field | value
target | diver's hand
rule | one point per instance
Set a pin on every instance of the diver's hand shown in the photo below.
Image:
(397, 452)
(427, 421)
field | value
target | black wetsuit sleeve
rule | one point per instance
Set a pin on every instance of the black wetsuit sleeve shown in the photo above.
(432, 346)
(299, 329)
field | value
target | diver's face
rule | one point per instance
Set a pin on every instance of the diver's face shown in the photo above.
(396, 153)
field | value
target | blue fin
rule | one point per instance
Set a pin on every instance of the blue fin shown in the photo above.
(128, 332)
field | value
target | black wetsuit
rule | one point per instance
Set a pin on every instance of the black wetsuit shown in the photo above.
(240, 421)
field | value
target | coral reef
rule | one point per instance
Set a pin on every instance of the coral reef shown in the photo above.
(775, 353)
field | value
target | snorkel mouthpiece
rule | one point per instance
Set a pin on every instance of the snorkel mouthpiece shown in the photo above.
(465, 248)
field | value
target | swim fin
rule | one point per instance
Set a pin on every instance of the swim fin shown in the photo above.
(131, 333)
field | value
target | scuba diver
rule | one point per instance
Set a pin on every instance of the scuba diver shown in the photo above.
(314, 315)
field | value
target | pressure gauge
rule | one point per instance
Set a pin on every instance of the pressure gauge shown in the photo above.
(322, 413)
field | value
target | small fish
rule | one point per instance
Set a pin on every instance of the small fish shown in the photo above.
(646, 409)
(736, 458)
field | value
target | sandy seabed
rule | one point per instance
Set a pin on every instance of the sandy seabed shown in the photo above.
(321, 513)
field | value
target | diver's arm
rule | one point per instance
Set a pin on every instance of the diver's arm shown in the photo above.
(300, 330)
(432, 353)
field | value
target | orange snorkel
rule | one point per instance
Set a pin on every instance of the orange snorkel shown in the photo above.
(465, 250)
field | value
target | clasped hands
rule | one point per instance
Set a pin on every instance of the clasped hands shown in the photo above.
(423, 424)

> What to work on: How many lines in the entries above contain the string "hands"? Reply with the number alone.

> Result of this exercise: 2